-- ENTRIES SHOWN --
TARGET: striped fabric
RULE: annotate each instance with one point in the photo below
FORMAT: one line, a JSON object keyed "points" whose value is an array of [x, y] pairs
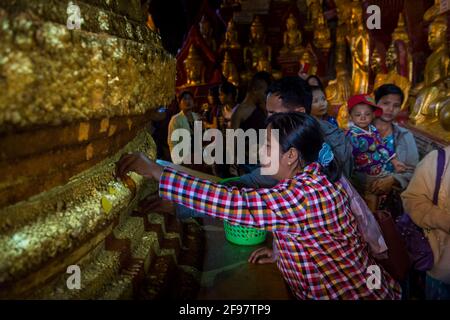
{"points": [[321, 254]]}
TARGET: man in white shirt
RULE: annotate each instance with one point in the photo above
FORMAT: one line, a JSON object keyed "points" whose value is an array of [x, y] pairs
{"points": [[183, 120]]}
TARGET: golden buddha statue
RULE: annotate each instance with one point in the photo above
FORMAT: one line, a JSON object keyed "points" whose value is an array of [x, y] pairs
{"points": [[194, 68], [292, 37], [339, 90], [444, 110], [257, 49], [314, 11], [322, 33], [360, 49], [398, 63], [229, 69], [207, 33], [265, 65], [231, 37], [308, 61], [433, 88], [433, 11], [400, 39]]}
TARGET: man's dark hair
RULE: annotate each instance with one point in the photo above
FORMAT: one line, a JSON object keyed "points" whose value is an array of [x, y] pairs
{"points": [[184, 93], [228, 88], [386, 89], [259, 77], [294, 92]]}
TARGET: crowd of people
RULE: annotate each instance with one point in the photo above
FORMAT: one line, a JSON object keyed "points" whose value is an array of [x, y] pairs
{"points": [[318, 246]]}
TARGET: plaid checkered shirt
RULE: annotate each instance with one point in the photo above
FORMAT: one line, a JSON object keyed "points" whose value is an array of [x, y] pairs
{"points": [[321, 254]]}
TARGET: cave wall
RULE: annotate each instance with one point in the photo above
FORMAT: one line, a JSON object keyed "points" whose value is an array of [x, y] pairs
{"points": [[71, 102]]}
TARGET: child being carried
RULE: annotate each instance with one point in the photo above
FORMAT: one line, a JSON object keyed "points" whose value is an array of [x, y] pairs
{"points": [[369, 152]]}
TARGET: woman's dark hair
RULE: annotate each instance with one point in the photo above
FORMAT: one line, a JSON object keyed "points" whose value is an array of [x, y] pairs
{"points": [[228, 88], [320, 84], [214, 92], [314, 88], [294, 92], [184, 93], [386, 89], [261, 76], [302, 132]]}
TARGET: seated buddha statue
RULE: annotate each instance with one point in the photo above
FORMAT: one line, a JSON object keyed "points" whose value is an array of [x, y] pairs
{"points": [[322, 33], [360, 49], [444, 109], [229, 69], [433, 11], [231, 37], [292, 38], [314, 9], [194, 68], [308, 62], [257, 48], [433, 88], [339, 90], [207, 33]]}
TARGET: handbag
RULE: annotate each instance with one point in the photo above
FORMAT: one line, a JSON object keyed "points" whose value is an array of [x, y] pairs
{"points": [[417, 243], [397, 263]]}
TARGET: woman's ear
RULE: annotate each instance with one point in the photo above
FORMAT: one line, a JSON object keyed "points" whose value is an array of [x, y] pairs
{"points": [[292, 156]]}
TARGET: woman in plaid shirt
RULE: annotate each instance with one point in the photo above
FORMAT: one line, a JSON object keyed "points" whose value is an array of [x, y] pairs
{"points": [[321, 253]]}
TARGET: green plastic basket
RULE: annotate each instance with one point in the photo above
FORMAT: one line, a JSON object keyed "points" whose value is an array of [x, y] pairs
{"points": [[243, 236]]}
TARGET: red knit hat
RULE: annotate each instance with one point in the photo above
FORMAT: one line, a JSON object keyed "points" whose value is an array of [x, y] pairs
{"points": [[364, 99]]}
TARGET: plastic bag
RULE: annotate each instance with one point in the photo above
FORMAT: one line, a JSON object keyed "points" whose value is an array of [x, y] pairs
{"points": [[367, 224]]}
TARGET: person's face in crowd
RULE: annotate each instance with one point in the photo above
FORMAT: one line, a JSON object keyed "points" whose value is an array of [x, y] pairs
{"points": [[391, 105], [186, 103], [313, 82], [362, 115], [260, 93], [226, 98], [271, 156], [274, 104], [211, 99], [319, 106]]}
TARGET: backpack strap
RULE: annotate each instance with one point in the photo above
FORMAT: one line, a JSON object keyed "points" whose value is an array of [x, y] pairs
{"points": [[439, 173]]}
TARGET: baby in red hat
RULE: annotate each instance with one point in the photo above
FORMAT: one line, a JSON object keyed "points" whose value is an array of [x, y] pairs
{"points": [[369, 152]]}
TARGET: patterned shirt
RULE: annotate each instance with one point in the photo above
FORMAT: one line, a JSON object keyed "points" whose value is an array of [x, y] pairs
{"points": [[389, 142], [369, 151], [320, 252]]}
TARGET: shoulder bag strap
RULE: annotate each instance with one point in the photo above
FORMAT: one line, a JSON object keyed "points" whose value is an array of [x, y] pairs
{"points": [[439, 173]]}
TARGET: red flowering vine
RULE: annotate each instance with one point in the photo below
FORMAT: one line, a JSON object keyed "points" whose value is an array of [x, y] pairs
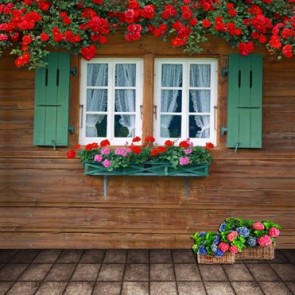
{"points": [[29, 27]]}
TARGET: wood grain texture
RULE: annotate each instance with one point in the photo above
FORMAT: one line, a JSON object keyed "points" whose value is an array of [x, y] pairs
{"points": [[47, 202]]}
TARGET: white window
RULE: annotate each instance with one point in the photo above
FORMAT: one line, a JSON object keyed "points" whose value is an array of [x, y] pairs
{"points": [[111, 98], [185, 100]]}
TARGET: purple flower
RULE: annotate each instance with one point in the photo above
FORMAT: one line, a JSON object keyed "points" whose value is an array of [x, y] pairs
{"points": [[184, 160], [106, 163], [98, 158], [105, 151]]}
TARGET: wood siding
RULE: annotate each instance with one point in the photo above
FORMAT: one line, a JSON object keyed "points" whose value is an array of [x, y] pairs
{"points": [[47, 202]]}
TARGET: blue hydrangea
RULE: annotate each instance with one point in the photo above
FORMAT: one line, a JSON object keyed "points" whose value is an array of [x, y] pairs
{"points": [[216, 240], [251, 241], [243, 231], [222, 227], [218, 253], [214, 247], [202, 250]]}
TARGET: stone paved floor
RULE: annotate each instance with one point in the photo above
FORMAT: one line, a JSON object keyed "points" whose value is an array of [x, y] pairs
{"points": [[136, 272]]}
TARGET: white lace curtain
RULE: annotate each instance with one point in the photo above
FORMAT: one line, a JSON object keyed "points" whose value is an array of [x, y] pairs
{"points": [[171, 77], [200, 77], [125, 98], [96, 98]]}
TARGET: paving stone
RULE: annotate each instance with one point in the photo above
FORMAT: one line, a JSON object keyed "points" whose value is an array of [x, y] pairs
{"points": [[79, 288], [23, 288], [60, 272], [115, 256], [135, 288], [137, 256], [93, 256], [161, 272], [69, 256], [246, 288], [111, 272], [187, 272], [160, 256], [238, 272], [107, 288], [219, 288], [263, 272], [285, 271], [51, 288], [86, 272], [47, 256], [35, 272], [191, 288], [183, 256], [11, 272], [137, 272], [163, 288], [274, 288], [212, 273]]}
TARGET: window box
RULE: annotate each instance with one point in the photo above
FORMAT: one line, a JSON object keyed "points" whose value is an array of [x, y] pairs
{"points": [[148, 169]]}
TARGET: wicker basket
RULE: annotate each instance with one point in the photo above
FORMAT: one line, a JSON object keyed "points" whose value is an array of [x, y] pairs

-- EXERCISE OBJECTIVE --
Provide only the count of lines in the data above that include the string "statue".

-- RESULT --
2